Records for labeling locations
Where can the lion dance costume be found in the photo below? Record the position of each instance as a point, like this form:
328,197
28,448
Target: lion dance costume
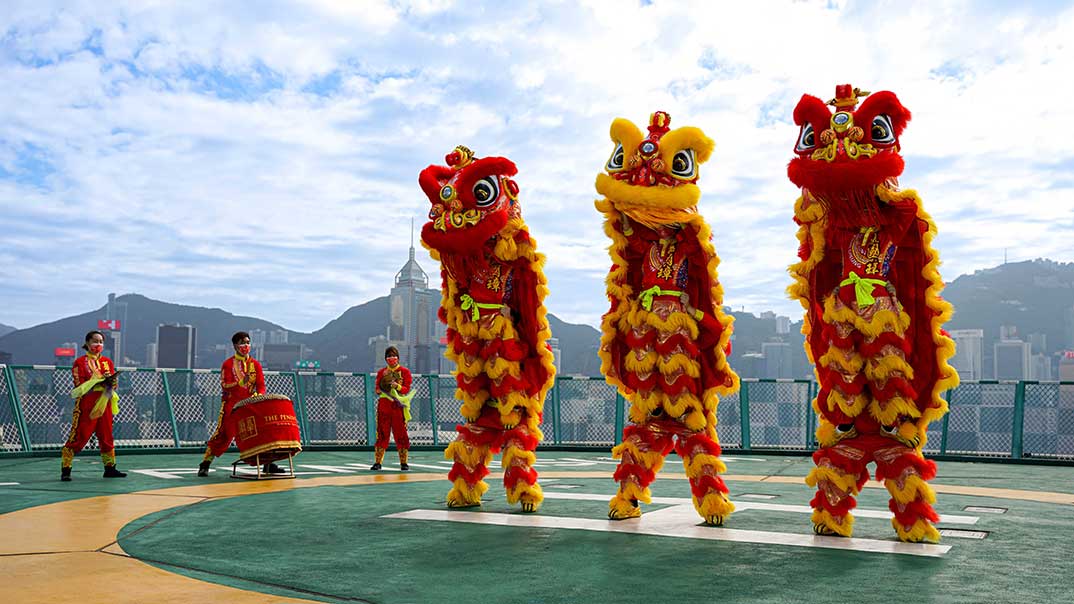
868,281
665,340
492,302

**WHAT NEEDS TO BE DONE:**
Can you reproduce every line of the records above word for word, leaving out the pictures?

**SOLUTION FOR THIS EXERCISE:**
Where can the lion dance costume be found in the photo below? Record the position of each instance as a point, like this form:
328,197
28,448
Target: lion dance costume
868,281
665,340
492,302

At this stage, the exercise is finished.